___ INFORMATION SHOWN ___

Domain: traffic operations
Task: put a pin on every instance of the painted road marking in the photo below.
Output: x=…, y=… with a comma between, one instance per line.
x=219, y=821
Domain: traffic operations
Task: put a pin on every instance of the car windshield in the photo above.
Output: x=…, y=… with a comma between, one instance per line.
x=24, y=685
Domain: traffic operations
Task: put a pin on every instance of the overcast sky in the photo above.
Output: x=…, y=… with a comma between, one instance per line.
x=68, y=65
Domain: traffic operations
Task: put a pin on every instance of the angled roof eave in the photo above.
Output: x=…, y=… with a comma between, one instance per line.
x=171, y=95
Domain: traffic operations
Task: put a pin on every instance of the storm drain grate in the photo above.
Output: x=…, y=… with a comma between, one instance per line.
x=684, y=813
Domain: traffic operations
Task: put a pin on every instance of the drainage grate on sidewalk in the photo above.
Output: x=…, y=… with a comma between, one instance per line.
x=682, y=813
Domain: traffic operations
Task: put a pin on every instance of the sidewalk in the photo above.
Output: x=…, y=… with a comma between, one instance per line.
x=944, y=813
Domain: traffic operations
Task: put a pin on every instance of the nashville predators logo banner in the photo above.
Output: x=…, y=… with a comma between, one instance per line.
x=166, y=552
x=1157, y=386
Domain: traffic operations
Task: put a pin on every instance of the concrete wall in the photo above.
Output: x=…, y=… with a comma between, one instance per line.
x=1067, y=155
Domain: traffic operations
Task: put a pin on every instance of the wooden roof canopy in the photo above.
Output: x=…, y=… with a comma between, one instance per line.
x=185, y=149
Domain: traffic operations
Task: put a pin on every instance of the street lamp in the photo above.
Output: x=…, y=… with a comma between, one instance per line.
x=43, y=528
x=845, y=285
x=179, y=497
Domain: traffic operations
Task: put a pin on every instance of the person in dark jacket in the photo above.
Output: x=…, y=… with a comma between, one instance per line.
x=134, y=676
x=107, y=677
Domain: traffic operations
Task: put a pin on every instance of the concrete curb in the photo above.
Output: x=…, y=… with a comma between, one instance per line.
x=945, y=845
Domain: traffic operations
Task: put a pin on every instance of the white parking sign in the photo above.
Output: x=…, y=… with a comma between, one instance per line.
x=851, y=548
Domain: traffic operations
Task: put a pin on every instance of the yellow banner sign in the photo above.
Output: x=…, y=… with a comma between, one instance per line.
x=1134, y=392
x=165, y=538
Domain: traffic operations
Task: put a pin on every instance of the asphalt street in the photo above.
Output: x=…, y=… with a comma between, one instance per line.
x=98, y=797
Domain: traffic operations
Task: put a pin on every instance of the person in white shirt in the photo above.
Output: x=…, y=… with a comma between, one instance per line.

___

### [WHAT THE TASK REQUIRES]
Repeat the records above exactly as they appear.

### [REPLY TO THE EXERCISE]
Domain: traffic operations
Task: put a pin on every instance of the painted road marking in the photo below.
Output: x=…, y=… with a comma between, one instance per line.
x=219, y=821
Domain: traffic operations
Task: put a pin on every instance of the car windshield in the photo above.
Output: x=…, y=… with a comma between, one instance per line.
x=24, y=685
Domain: traffic operations
Task: put a pin on every instance of the overcast sky in the photo above.
Output: x=…, y=… with a comma between, one instance per line.
x=68, y=65
Domain: traffic operations
Task: put a pin on every instance of the angled roof eave in the photo above.
Output: x=…, y=… with a comma between, one instance per line.
x=171, y=95
Domain: traffic operations
Task: put a pin on every instance of the storm drain grate in the photo above.
Output: x=…, y=… with a comma between, one instance per line.
x=684, y=813
Domain: traffic operations
Task: put a pin on every instance of the drainage grate on sidewalk in the photo above.
Output: x=…, y=… with a comma between, one instance per line.
x=682, y=813
Domain: traffic operations
Task: put a pin on every instance of the sidewalk in the photo above.
Output: x=…, y=… with a comma between, one instance per line.
x=944, y=813
Domain: traffic operations
Task: put a pin on every instance of the nashville predators logo banner in the photo above.
Output: x=…, y=… with a comma between, one instance per line.
x=166, y=552
x=1157, y=386
Domain: traffic operations
Task: put a pin on every instance of the concrete wall in the photo above.
Output: x=…, y=… with a comma between, one instance per line.
x=1067, y=155
Domain: traffic operations
Task: put a pin on every instance of the wooden roof canopy in the photo above.
Output: x=…, y=… with a comma between, one instance per line.
x=185, y=149
Domain: traffic operations
Task: put a pin on every instance of the street lamp in the photo above.
Output: x=…, y=… with a comma between, one instance per line.
x=43, y=528
x=845, y=285
x=179, y=497
Domain: traffic operations
Task: put a pin on every instance of the person in dark jacket in the photo above.
Output: x=…, y=… with a comma between, one instance per line.
x=134, y=676
x=107, y=677
Domain: traffic operations
Task: put a pin on every instance of the concrete curb in the photo above.
Output: x=…, y=… with a comma between, one instance per line.
x=945, y=845
Domain: traffic operations
Task: put a pin on every instance of the white parking sign in the photo above.
Output: x=…, y=… with a comma between, one instance per line.
x=851, y=548
Domain: traffic operations
Task: put a pin on every instance of the yellow banner sign in the photo above.
Output: x=…, y=… with a comma between, one instance per line.
x=1134, y=392
x=165, y=538
Domain: traffic operations
Task: put a pin on every instance of the asphalt street in the photo above.
Output: x=…, y=… with a comma between, one instance per line.
x=98, y=797
Domain: traffic operations
Task: put a pin on every instance of the person in white shirt in the photo above.
Output: x=…, y=… with a comma between, one instance per line.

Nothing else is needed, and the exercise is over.